• RECORDS FOR THIS TASK:
——————————
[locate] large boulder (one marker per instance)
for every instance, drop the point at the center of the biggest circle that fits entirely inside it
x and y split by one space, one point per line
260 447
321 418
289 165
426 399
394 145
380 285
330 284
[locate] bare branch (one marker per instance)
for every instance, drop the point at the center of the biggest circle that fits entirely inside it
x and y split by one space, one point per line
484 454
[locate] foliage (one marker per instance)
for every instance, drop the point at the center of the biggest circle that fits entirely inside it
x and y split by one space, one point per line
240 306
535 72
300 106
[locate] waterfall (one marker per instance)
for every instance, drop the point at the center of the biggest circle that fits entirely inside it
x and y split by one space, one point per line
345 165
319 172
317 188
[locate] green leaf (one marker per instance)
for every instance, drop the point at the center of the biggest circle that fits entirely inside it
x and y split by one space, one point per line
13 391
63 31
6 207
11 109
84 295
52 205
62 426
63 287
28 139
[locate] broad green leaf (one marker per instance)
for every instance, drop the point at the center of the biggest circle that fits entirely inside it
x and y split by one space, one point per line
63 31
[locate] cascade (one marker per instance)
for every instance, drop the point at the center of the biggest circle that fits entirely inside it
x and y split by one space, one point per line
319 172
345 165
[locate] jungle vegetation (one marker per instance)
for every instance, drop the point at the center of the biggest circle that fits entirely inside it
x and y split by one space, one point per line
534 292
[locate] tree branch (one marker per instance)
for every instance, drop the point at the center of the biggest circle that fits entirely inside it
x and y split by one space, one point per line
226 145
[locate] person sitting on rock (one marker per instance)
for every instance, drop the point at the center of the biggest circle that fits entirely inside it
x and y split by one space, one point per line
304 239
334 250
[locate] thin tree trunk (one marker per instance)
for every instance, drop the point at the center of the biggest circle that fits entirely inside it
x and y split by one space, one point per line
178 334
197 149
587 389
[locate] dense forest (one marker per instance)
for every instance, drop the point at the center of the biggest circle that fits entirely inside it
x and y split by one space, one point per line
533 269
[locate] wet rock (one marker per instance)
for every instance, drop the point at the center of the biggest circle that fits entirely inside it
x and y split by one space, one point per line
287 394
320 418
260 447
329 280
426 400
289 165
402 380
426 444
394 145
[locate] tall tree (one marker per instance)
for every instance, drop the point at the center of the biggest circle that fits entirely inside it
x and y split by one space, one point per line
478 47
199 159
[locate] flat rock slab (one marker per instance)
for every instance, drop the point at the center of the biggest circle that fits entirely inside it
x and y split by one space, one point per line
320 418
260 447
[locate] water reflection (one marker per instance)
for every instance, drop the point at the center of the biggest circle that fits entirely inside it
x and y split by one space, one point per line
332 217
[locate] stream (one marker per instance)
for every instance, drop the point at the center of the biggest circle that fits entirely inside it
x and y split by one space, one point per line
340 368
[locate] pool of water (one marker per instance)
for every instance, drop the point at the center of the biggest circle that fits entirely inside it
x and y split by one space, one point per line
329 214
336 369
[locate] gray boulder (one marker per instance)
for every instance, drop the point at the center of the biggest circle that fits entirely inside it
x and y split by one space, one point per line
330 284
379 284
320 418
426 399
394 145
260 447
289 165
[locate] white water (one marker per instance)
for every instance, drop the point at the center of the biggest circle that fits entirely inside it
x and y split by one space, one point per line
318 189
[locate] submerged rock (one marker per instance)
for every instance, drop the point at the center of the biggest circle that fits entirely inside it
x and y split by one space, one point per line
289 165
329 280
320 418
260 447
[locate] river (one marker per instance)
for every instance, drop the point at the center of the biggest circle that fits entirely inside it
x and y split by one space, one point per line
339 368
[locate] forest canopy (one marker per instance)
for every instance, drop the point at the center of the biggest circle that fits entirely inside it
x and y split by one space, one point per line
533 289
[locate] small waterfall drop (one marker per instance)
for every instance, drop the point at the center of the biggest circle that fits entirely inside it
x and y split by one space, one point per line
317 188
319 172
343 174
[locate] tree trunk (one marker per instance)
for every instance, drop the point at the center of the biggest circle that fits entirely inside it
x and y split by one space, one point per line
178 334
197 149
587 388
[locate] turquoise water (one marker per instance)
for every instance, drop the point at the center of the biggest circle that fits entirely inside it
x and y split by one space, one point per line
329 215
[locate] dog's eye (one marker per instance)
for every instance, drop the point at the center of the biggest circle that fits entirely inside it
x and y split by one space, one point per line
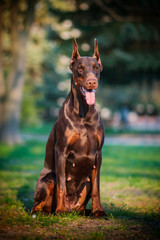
80 70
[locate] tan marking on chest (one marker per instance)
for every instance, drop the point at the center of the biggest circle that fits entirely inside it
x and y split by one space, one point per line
72 136
98 138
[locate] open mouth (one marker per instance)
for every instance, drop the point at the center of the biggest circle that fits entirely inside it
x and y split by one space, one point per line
89 95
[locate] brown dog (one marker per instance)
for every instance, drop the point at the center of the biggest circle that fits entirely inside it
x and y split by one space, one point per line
71 172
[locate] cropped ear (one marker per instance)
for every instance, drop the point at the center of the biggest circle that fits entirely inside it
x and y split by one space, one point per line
96 54
75 53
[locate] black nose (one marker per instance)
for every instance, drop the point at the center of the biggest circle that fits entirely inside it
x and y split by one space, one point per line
92 83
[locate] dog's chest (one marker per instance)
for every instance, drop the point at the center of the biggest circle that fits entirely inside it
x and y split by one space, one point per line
83 141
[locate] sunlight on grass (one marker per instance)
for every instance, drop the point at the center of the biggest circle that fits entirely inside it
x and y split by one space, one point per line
130 189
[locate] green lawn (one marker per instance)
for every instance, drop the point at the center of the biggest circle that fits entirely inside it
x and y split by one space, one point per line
130 194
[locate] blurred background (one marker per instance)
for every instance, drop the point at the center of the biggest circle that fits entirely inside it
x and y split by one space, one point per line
35 50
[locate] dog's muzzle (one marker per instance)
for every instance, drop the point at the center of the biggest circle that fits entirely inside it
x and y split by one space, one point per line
89 95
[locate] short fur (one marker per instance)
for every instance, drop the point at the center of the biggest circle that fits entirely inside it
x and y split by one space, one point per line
71 172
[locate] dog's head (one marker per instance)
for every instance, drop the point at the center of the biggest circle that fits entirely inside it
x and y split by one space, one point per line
86 72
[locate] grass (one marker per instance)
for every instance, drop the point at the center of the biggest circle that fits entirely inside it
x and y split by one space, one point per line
130 194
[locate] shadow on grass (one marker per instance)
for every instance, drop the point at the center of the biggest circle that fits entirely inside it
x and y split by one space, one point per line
25 195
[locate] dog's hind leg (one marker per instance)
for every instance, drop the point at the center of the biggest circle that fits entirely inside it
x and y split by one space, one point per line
45 196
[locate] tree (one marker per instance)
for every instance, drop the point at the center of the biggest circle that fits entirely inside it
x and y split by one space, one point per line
16 18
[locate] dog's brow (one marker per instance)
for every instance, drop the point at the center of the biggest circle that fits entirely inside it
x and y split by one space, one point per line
82 65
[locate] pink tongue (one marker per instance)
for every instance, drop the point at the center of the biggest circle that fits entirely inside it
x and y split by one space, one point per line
90 98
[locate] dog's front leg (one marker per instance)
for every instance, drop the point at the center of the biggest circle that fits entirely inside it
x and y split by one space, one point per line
96 205
60 165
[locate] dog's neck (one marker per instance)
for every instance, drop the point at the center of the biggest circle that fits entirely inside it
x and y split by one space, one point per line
78 102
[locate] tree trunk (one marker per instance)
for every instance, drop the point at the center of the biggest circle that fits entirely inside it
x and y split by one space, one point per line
10 98
9 128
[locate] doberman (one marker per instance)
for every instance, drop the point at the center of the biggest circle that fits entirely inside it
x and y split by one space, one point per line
71 172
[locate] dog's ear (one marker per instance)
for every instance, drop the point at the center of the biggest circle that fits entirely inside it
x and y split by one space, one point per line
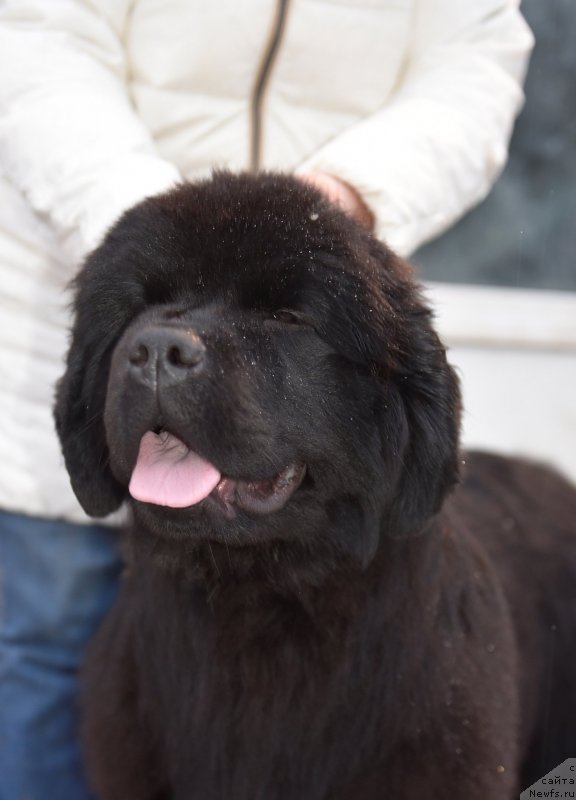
81 392
78 412
411 361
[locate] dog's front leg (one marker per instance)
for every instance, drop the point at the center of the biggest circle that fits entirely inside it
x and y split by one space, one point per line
122 760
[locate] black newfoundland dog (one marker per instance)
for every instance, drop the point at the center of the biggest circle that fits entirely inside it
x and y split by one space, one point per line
311 609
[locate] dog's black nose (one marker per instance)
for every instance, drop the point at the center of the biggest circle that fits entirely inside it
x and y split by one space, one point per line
168 354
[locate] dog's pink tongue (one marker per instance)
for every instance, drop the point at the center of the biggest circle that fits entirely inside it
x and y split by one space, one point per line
167 473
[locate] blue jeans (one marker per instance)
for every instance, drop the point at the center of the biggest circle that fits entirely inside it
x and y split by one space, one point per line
57 580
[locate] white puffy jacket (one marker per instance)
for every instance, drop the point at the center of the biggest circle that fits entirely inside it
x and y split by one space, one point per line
104 102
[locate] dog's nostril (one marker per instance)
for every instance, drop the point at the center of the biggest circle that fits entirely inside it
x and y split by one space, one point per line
139 356
184 356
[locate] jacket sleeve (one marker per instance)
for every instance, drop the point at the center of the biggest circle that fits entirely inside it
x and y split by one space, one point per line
70 139
437 146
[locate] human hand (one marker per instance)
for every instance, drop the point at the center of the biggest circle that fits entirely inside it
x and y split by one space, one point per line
341 194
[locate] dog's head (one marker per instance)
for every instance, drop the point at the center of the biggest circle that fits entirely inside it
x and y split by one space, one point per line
248 364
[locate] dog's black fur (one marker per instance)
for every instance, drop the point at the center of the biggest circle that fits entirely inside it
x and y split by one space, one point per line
376 637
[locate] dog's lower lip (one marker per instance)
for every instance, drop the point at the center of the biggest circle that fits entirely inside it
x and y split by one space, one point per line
257 497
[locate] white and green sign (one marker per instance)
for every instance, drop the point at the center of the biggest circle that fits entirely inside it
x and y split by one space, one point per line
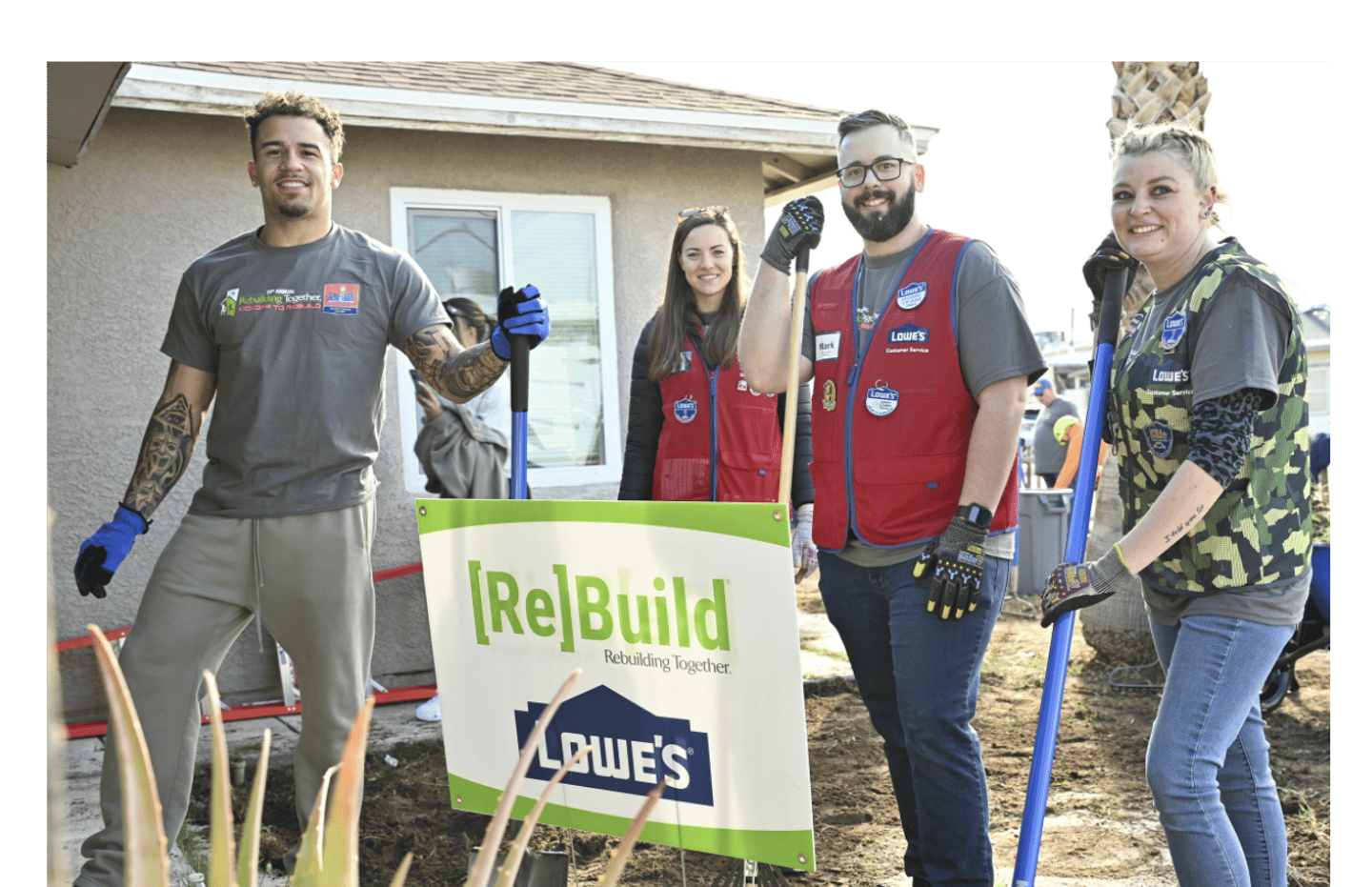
682 618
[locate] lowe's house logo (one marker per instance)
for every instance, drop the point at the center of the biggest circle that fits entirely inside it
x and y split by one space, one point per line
632 749
909 333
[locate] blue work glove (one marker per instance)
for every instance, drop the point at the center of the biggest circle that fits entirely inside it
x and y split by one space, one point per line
804 556
800 224
105 552
959 561
520 314
1075 586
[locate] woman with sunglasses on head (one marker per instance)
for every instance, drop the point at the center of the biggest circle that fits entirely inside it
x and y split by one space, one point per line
1209 422
696 430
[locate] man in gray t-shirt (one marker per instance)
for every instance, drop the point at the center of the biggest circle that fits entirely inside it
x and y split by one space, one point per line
920 356
286 328
1048 453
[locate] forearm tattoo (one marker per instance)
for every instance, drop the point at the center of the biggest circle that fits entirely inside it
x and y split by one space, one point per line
458 373
164 455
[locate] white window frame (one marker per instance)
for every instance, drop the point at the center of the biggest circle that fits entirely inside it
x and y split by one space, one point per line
504 203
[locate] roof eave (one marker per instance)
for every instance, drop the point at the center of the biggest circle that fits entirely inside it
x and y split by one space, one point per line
202 92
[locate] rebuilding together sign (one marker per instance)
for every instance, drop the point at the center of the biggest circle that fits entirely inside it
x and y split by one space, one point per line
682 618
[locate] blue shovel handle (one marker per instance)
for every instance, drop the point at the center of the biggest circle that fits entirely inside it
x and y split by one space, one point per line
1056 676
519 417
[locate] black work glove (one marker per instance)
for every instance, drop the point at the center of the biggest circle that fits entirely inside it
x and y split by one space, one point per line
1075 586
958 559
800 224
105 552
520 314
1109 255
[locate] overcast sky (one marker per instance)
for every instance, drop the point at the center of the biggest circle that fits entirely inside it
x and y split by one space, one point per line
1021 158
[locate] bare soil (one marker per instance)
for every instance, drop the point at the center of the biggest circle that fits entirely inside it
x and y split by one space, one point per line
1100 827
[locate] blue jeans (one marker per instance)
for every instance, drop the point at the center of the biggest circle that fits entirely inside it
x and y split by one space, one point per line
1207 756
919 676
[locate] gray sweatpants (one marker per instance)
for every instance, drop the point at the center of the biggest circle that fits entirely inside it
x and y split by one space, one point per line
309 576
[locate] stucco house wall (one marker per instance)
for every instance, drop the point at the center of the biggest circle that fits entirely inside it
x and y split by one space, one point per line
156 190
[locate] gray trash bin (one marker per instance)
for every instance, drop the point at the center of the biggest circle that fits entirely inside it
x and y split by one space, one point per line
1044 515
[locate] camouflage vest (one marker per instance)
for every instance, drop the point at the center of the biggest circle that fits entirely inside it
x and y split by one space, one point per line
1259 533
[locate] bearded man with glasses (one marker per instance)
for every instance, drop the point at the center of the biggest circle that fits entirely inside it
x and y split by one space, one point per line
920 356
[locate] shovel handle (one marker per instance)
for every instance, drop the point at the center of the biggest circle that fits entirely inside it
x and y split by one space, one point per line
797 322
519 417
1056 674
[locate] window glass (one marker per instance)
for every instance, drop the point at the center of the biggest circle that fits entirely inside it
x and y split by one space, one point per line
473 244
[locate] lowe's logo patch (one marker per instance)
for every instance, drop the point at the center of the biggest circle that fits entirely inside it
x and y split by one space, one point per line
1169 373
913 295
632 749
1173 330
907 333
1159 436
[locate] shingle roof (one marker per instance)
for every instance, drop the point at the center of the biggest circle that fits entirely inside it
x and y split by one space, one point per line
555 81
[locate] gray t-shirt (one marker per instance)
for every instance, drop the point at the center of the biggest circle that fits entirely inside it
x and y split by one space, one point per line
994 343
296 337
1048 454
1241 346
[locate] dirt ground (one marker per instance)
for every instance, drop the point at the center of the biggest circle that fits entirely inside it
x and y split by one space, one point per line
——————————
• GIVEN PROBLEM:
Please copy the rows above word for word, starting at the line that contains "[locate] gray t-shirt" and ending at the final line of the rows, both included.

• THE SOLUTION:
[locate] gray t-shirt (one marker per instance)
for every instance, drop the point at the center of the biggest circle that fits entirely inside it
x and y split by one space, one point per line
994 343
296 337
1048 454
1241 346
[locate] dirt ground (one marker per instance)
for every instance, drop the point at the center of the biggest circle that fits entirely inside it
x and y split by one space, one point per line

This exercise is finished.